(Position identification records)

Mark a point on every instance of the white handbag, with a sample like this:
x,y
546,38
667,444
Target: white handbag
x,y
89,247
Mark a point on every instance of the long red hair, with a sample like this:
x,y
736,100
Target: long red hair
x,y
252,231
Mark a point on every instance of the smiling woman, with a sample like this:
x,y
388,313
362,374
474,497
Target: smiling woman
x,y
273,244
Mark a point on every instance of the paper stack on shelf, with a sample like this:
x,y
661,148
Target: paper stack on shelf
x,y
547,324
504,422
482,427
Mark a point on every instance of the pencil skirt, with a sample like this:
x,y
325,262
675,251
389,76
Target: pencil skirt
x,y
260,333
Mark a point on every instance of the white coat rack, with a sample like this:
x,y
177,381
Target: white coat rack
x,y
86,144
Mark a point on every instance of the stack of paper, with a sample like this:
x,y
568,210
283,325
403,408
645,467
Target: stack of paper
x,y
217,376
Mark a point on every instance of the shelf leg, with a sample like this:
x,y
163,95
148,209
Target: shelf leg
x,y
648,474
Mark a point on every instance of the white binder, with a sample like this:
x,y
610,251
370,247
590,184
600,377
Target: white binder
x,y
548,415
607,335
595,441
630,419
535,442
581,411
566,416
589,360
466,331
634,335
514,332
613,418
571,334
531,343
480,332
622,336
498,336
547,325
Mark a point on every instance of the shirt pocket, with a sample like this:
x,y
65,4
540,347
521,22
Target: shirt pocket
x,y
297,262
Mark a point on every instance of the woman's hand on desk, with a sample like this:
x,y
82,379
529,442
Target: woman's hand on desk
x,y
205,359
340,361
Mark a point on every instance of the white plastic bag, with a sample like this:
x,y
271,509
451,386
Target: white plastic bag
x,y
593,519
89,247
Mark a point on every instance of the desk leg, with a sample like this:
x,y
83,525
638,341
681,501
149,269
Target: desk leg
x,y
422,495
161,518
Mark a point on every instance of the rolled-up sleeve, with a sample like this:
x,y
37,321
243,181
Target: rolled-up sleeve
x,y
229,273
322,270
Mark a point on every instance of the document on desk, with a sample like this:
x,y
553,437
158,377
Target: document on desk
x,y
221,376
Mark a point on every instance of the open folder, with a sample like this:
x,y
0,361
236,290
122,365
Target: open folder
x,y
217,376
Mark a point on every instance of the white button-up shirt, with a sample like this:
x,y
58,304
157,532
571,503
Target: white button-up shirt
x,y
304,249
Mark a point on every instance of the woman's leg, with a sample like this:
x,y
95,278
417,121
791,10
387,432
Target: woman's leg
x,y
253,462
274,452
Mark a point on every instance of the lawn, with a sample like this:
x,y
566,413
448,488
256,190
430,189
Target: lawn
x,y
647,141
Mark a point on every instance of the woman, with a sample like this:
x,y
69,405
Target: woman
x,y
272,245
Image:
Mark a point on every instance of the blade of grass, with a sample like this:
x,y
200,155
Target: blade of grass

■ **Directions**
Find the line containing "Mark a point on every instance of the document" in the material above. Print it and every line after it through the end, exactly and only those.

■ **Answer to this task**
Mark a point on every instance of the document on desk, with a sample like this:
x,y
553,437
158,377
Target: document on desk
x,y
221,376
Mark a point on every instance of the open folder, with a sample like this:
x,y
0,361
236,290
122,365
Target: open folder
x,y
217,376
Mark a point on every instance of the white button-up shirt, with a sample like this:
x,y
58,304
157,532
571,503
Target: white button-up shirt
x,y
304,249
Mark a point on every instance of the woman's leg, with a sample like this:
x,y
95,278
417,121
791,10
387,432
Target: woman's leg
x,y
253,462
274,452
Mark a point on every instance of the lawn, with a sample like this:
x,y
566,413
448,488
256,190
430,189
Target: lawn
x,y
647,141
Mark a point on every instance of the woman, with a sample like this:
x,y
69,405
Target: woman
x,y
272,245
Image:
Mark a point on every instance of the blade of grass, with a sample like this:
x,y
200,155
Target: blade of grass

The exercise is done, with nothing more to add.